>> Start EXTRACTED MATERIAL

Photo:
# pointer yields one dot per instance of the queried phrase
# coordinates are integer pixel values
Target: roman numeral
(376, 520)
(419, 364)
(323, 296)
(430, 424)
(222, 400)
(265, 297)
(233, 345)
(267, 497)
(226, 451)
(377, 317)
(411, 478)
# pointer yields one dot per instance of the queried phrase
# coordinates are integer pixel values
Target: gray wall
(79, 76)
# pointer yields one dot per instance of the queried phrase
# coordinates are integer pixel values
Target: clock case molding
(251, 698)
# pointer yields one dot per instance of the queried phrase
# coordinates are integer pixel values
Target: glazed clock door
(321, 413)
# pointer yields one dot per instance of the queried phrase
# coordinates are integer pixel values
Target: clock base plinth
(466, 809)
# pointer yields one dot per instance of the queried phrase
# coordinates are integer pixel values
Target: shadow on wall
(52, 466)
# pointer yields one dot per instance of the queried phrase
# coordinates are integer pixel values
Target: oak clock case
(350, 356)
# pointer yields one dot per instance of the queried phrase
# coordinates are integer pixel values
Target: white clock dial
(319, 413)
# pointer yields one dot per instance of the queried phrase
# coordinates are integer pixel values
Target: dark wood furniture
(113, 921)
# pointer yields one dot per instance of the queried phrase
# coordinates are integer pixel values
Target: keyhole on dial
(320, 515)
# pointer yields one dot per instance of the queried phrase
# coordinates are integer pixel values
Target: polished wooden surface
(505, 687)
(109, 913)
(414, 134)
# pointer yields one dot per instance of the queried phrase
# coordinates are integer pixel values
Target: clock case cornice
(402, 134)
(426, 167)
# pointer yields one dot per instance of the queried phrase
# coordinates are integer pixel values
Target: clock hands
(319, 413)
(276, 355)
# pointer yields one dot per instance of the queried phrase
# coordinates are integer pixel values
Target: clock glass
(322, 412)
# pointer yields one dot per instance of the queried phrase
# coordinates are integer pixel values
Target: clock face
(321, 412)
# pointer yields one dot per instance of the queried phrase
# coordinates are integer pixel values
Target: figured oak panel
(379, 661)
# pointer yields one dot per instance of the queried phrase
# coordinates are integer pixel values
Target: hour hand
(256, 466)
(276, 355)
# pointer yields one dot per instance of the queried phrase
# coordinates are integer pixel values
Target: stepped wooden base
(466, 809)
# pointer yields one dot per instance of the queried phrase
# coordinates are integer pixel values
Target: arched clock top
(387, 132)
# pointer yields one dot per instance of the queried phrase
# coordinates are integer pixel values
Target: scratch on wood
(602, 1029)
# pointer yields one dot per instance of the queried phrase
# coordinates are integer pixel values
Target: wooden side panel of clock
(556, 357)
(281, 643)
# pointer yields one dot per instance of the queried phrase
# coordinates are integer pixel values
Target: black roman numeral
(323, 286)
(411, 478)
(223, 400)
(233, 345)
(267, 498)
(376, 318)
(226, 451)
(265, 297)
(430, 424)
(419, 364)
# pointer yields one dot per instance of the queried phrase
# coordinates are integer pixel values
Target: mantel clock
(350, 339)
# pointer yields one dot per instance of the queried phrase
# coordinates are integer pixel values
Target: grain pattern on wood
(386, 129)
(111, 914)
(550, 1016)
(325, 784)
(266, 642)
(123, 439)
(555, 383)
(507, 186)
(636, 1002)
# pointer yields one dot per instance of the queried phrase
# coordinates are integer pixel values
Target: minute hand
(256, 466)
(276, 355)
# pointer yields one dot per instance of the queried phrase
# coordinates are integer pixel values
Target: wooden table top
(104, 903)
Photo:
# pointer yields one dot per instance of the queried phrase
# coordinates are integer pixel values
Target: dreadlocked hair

>> End EXTRACTED MATERIAL

PROBLEM TO WORK ON ▸
Quote the entire listing above exactly.

SOLUTION TO THIS EXERCISE ▸
Photo:
# pointer yields one dot per instance of the queried phrase
# coordinates are integer pixel values
Target: roman numeral
(376, 520)
(419, 364)
(323, 296)
(430, 424)
(222, 400)
(265, 297)
(233, 345)
(267, 497)
(226, 451)
(377, 317)
(411, 478)
# pointer yields one dot per instance of the queried phrase
# coordinates are integer pixel values
Target: gray wall
(79, 76)
# pointer yields one dot per instance of the queried phrase
# coordinates are integer pixel values
Target: clock case molding
(251, 698)
# pointer yields one dot per instance of the queried phrase
# coordinates are integer pixel values
Target: glazed clock door
(321, 413)
# pointer yields one dot per instance of the queried phrase
# coordinates are integer pixel values
Target: clock base plinth
(466, 809)
# pointer yields one dot per instance of the queried phrase
# coordinates are integer pixel values
Target: shadow on wall
(52, 466)
# pointer yields one dot per instance of the queried phrase
# coordinates are integer pixel values
Target: oak clock case
(350, 356)
# pointer yields one dot per instance of the queried phrase
# coordinates are integer pixel values
Target: white clock dial
(319, 413)
# pointer yields one dot per instance of the queried phrase
# coordinates are integer pixel values
Target: dark wood furniture
(113, 921)
# pointer yields one dot per instance of the queried phrase
# coordinates are integer pixel values
Target: keyhole on dial
(320, 515)
# pointer yields one dot per instance of the queried phrase
# coordinates are integer pixel values
Target: polished wooden surface
(505, 687)
(109, 913)
(414, 134)
# pointer yields one dot per instance of the queried phrase
# coordinates are integer pixel values
Target: clock case cornice
(402, 134)
(426, 167)
# pointer yields one dot per instance of the queried phrase
# coordinates are integer pixel values
Target: clock hands
(319, 413)
(276, 355)
# pointer yields one dot per instance of the queried phrase
# coordinates are integer pixel values
Target: clock glass
(322, 412)
# pointer yields one dot per instance of the queried phrase
# coordinates are integer pixel values
Target: clock face
(321, 412)
# pointer yields one dot per instance of the queried phrase
# coordinates are integer pixel values
Target: figured oak panel
(379, 661)
# pointer yields one dot per instance of the queried phrase
# coordinates are integer pixel values
Target: hour hand
(256, 466)
(276, 355)
# pointer yields one dot per instance of the queried phrase
# coordinates are integer pixel values
Target: stepped wooden base
(466, 809)
# pointer yields one dot per instance of the queried phrase
# coordinates are integer pixel values
Target: arched clock top
(387, 132)
# pointer yields one dot per instance of the queried phrase
# coordinates are integer pixel values
Target: scratch on wood
(602, 1029)
# pointer yields one dot per instance of the queried phrase
# coordinates are integer pixel values
Target: wooden side panel of clock
(556, 357)
(281, 643)
# pointer yields one dot per instance of the queried phrase
# coordinates are integer pixel values
Target: black roman numeral
(323, 286)
(411, 478)
(223, 400)
(233, 345)
(267, 498)
(376, 318)
(226, 451)
(265, 297)
(430, 424)
(419, 364)
# pointer yields one dot per instance of the queried phrase
# coordinates are integer pixel values
Target: mantel clock
(350, 339)
# pointer yields one dot per instance of the queried phrase
# coordinates are integer pixel values
Target: grain pattern on wood
(386, 129)
(111, 914)
(550, 1016)
(325, 784)
(266, 642)
(123, 439)
(555, 383)
(507, 186)
(636, 1002)
# pointer yields one dot per instance of the queried phrase
# coordinates are integer pixel values
Target: minute hand
(256, 466)
(276, 355)
# pointer yields one dot per instance of the queried phrase
# coordinates are integer pixel values
Target: wooden table top
(104, 903)
Photo:
# pointer yields one dot per instance of the queried phrase
# coordinates are integer pixel values
Target: dreadlocked hair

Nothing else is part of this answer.